> **EXCERPTED RECORDS**
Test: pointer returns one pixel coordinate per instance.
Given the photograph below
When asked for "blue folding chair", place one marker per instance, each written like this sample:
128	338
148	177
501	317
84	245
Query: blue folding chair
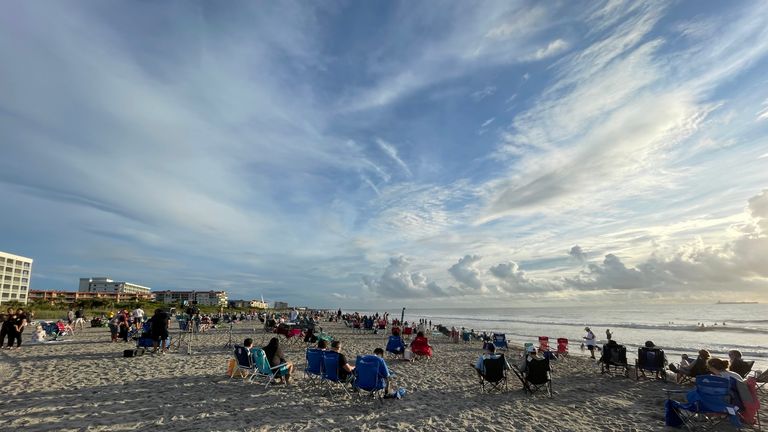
330	374
244	363
262	368
395	345
500	341
708	405
371	374
314	369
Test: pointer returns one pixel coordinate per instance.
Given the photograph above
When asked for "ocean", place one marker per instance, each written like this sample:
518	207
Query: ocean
672	327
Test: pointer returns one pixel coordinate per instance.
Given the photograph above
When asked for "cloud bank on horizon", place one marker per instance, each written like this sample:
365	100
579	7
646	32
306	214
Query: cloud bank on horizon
374	154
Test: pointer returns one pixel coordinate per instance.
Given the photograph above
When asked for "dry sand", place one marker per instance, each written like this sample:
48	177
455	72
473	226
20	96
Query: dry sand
86	384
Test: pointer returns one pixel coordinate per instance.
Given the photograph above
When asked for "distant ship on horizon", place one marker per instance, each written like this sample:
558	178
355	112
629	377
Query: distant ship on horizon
722	302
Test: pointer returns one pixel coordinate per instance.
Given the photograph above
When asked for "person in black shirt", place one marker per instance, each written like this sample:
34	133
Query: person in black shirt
345	370
160	323
6	329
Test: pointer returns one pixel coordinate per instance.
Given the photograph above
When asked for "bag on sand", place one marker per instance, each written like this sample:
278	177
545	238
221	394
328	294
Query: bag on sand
133	353
231	366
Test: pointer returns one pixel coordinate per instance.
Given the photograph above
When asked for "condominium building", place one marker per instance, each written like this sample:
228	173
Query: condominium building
15	274
54	296
203	298
103	284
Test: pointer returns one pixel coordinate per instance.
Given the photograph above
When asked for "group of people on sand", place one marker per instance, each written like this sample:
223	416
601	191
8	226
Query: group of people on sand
285	368
14	321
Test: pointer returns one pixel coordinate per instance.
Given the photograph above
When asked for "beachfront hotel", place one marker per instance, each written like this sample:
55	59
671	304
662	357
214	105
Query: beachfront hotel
15	274
203	298
103	284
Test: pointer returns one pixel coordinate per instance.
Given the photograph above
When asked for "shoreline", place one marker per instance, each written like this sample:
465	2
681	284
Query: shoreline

> **TASK ITEM**
From the first line to the last, output the data exactly; skip any pictures.

> **FINAL ANSWER**
Test: pointer returns one pixel coordinate per instance.
Given the photograph below
When asked for "blue folding chair", place one marker per instance, each written like this sample:
128	338
148	177
501	317
84	245
Query: blue folding chair
330	374
244	363
262	368
395	345
500	341
708	405
371	374
314	369
Test: pointer returns one pixel coordinate per instance.
Given the photograph above
When asked for "ocean", place one marker per instance, each written like this sample:
518	207
Query: ocean
672	327
Test: pointer returns one pixel coordinate per instance.
Given the photograph above
When asked for "cloud bank on horizon", place one marker per instance, each written like this sample:
365	100
579	7
646	32
306	214
Query: cloud bank on horizon
374	154
Test: pointer returns one pixel coordinate per instance.
Given the photograph above
When asked for "dry sand", place one marker per instance, each written like this sample:
48	177
455	72
473	226
20	96
Query: dry sand
86	384
Test: pointer returns one pixel coordinate per instance.
Given the photograph above
When asked for "distant ship on horizon", place one marker per instance, each written like this sample:
558	178
355	112
629	377
Query: distant ship on horizon
722	302
Test: pointer returns one pixel coordinate per instance.
Given the photograph above
When asked for "person in black shirt", place one marker per instance, each written like this sample:
34	133
Query: person in black shirt
345	370
160	323
6	329
Test: pointer returns one pixel coordinate per instance.
Given the photograph above
When asked for "bag on sand", place one marker per instance, each written like this sample:
278	177
545	238
221	394
328	294
Query: bag on sand
133	353
231	366
Test: pointer returns one pixel coordinate per instance.
Given the photograph above
When asked for "condominium building", place one marker per instance, each written like this sample:
228	173
Query: condominium building
15	274
54	296
203	298
103	284
Test: pointer returns one pixel coordinate per instance.
Given the photograph above
When asked for "group of people on sand", place one marker per instance, each written like this sample:
223	416
601	191
8	226
Query: group of people on sand
285	368
14	321
Test: pointer returns one pixel coordinate per instance.
Given the photograph above
When asked for "beachfront hotel", place one marker per instance, each written like this sample:
55	59
671	304
662	357
214	105
Query: beachfront hotel
15	274
203	298
103	284
Test: pointer returns one pixel coordinate per instance.
Given the photograph above
When asked for "shoreline", place one marker per instance, each written like this sample:
465	2
681	284
Query: shoreline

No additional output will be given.